QUESTIONS TO ANSWER
1) Answer these questions about the expulsion letter:
(a) In what month and year did the group form a faction in ISA?
(b) Which governor does the letter say Mamdani has supported?
(c) Whose campaigns for Congress does it name as independent working-class electoral campaigns?
2) Reproduce the stretch of the expulsion letter from "International Socialist Alternative (Revolutionary), an" through "behind their expulsion.".

PROVIDED PASSAGE
Letter: Expelled from the ISA for wanting to defend Iran and refusing to support Democrats!

April 13, 2026

International Socialist Alternative (Revolutionary), an external tendency representing expelled members of International Socialist Alternative, details the politics behind their expulsion.

Letter.jpg


We are a group of recently expelled members from the International Socialist Alternative (ISA). We are united by the conviction that liberal misleadership is holding back the power of our class, and that Marxists have to fight this misleadership, not accommodate it. In August of 2025, we formed a faction in ISA to argue for three programmatic points:

  1. No support to any parties of imperialism, including (especially) reformist and opposition misleaders within those parties. When politicians like Zohran Mamdani run for office as Democrats, they are making a political choice to work within the limits of a party that breaks strikes, sends police to attack anti-ICE protestors, and provided the 2000-pound bombs that Israel used for the Gaza genocide. If Mamdani fought for the working class, he would have to break with the Democratic Party leadership; instead he has supported New York Governor Kathy Hochul, even as she sent police to protect scabs during the recent nurses strike. Similarly, if New York had elected a mayor that was truly fighting for socialism, wealthy residents would have reacted with horror and fled the city; instead they rushed to purchase new properties on the city’s booming luxury housing market. Although the independent working-class electoral campaigns that exist in the U.S. today — such as Kshama Sawant and Ed Hershey’s campaigns for Congress — are small and far from perfect, Marxists need to support these efforts on a united front basis as an intermediate step toward a workers’ party. To the extent that advanced sections of the working class actually do support Democratic politicians with an “independent” veneer, we propose a “conditional support” tactic, in which we make endorsement contingent on a genuine break with the Democratic Party.

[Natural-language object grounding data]
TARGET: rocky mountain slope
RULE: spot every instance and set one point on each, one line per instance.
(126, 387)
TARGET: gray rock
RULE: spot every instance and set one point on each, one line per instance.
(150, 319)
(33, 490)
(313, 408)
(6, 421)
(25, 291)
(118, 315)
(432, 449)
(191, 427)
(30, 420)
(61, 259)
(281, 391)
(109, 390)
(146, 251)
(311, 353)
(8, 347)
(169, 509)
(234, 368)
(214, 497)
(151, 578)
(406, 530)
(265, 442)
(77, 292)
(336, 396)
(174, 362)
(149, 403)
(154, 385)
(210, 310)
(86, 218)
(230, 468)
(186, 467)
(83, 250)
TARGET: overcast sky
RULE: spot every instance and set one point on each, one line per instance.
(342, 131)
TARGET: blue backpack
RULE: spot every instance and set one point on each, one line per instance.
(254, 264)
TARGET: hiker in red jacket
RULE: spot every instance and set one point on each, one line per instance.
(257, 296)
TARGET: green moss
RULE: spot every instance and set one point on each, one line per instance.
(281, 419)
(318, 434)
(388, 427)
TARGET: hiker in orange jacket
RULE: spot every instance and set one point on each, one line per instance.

TASK-BY-TASK RESULTS
1)
(a) August of 2025
(b) New York Governor Kathy Hochul
(c) Kshama Sawant and Ed Hershey's

2)
International Socialist Alternative (Revolutionary), an external tendency representing expelled members of International Socialist Alternative, details the politics behind their expulsion.